PERMINTAAN YANG DIBERIKAN A: Sebutkan jumlah baris data di bawah yang memuat string "facade" dan jawab dengan angkanya saja.
**** KUTIPAN TEKS ****
TEROPONGNEWS.COM, RAJA AMPAT- Pemilihan kepala daerah (Pilkada) kabupaten Raja Ampat tahun 2020 diikuti pasangan calon bupati dan wakil bupati, Abdul Faris Umlati dan Orideko Iriano Burdam sebagai pasangan tunggal.
Walaupun hanya satu pasangan tunggal, masih saja ada masyarakat yang berseberangan dengan pasangan kandidat cabup dan cawabup Faris-ORI, dan berusaha untuk menghalang-halanginya maju di Pilkada Raja Ampat, 09 Desember 2020 mendatang.
Terkait hal itu, Sekretaris tim pemenangan rumah koalisi partai politik Faris-ORI, Soleman Dimara, menyoroti pergerakan tim yang mengatasnamakan Kotak Kosong (Kokos) yang dinilai ilegal dan melanggar Peraturan KPU saat melakukan sosialisasi di wilayah distrik Kepulauan Sembilan kampung Wejim.
“Kalau kita lihat dari video yang kami dapat, situasi yang terjadi di kampung Wejim, bukan sebuah sosialisasi melainkan sudah menjurus ke kampanye Kotak Kosong yang jelas-jelas tidak diatur dalam undang-undang,” jelas Soleman Dimara, Minggu (25/10/2020).
Selain itu kata Soldim sapaan akrab Soleman Dimara, pergerakan tim yang mengatasnamakan Kotak Kosong di kampung Wejim dan kampung-kampung lain tidak berdasarkan aturan serta izin yang jelas dari KPU dan Bawaslu Raja Ampat sebagai penyelenggara dan pihak Kepolisian sebagai penegak hukum.
**** BARIS UNTUK TUGAS ****
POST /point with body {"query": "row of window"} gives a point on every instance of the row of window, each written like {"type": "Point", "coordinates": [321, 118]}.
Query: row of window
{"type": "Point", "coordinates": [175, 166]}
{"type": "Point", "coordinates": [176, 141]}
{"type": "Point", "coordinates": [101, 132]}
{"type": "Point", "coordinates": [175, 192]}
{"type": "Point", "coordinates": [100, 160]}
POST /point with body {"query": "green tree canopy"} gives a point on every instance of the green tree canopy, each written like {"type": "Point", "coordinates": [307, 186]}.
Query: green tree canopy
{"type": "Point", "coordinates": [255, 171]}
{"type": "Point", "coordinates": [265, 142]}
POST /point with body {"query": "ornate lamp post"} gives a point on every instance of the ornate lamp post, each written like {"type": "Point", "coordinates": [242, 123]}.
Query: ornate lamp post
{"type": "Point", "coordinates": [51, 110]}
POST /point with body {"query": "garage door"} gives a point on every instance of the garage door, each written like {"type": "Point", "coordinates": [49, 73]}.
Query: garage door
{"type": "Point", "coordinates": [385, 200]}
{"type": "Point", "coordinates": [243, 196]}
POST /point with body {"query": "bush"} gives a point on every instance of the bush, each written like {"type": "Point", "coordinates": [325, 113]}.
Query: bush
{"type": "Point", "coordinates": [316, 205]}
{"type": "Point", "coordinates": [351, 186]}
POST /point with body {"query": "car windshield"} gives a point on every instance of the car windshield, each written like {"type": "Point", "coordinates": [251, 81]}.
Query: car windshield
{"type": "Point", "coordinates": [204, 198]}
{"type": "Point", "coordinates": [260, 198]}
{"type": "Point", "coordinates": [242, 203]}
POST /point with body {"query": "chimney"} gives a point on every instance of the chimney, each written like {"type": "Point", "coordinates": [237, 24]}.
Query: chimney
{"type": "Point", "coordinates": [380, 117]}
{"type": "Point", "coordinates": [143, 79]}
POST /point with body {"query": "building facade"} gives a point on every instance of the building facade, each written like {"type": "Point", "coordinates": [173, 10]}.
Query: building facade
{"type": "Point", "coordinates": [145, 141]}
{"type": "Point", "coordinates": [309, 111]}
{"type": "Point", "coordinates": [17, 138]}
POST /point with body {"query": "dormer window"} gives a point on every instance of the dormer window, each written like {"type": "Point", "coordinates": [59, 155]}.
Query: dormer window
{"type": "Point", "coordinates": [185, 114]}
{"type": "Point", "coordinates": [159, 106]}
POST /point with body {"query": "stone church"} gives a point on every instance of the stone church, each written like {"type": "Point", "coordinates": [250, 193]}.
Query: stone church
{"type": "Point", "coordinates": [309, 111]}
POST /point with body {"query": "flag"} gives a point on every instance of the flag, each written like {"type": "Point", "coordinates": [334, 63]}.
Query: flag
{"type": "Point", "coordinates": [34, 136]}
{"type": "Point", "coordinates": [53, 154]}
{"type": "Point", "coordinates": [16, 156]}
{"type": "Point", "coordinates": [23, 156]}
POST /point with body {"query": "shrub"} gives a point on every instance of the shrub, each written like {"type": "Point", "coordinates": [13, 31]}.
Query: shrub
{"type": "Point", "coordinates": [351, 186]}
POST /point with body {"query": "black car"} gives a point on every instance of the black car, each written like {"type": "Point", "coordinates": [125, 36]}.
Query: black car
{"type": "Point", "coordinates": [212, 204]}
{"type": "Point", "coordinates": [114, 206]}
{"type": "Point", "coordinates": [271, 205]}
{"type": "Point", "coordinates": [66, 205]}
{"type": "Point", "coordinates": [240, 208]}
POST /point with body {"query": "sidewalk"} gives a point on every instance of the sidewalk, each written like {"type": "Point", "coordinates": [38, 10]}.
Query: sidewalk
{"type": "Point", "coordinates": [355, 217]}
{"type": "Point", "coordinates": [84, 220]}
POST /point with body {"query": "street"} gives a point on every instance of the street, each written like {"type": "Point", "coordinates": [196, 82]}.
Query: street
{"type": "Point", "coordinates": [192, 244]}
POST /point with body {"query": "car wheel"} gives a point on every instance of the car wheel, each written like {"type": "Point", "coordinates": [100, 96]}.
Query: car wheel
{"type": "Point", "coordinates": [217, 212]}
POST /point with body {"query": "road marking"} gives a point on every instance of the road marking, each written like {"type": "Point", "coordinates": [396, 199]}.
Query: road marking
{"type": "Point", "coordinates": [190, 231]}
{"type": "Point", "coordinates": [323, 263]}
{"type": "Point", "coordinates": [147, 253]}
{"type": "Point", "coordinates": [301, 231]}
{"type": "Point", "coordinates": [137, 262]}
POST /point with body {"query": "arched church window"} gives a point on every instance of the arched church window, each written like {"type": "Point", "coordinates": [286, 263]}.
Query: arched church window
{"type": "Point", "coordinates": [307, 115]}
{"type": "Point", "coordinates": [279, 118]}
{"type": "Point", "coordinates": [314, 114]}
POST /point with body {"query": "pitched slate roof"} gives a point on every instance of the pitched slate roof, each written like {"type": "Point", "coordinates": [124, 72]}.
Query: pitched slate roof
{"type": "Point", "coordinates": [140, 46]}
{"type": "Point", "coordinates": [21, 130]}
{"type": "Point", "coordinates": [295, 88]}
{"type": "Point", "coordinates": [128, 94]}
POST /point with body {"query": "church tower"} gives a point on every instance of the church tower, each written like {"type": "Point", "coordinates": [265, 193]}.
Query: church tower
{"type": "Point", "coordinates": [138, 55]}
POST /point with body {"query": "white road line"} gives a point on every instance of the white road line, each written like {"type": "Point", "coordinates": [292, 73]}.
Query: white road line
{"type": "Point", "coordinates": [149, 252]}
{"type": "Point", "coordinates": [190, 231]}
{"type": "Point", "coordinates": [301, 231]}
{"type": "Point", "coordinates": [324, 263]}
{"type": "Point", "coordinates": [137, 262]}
****
PERMINTAAN YANG DIBERIKAN B: Tuliskan nama lengkap semua orang yang disebut dalam kutipan teks tentang Pilkada Raja Ampat di atas.

JAWABAN TERTULIS A: 2

JAWABAN TERTULIS B: Abdul Faris Umlati, Orideko Iriano Burdam, Soleman Dimara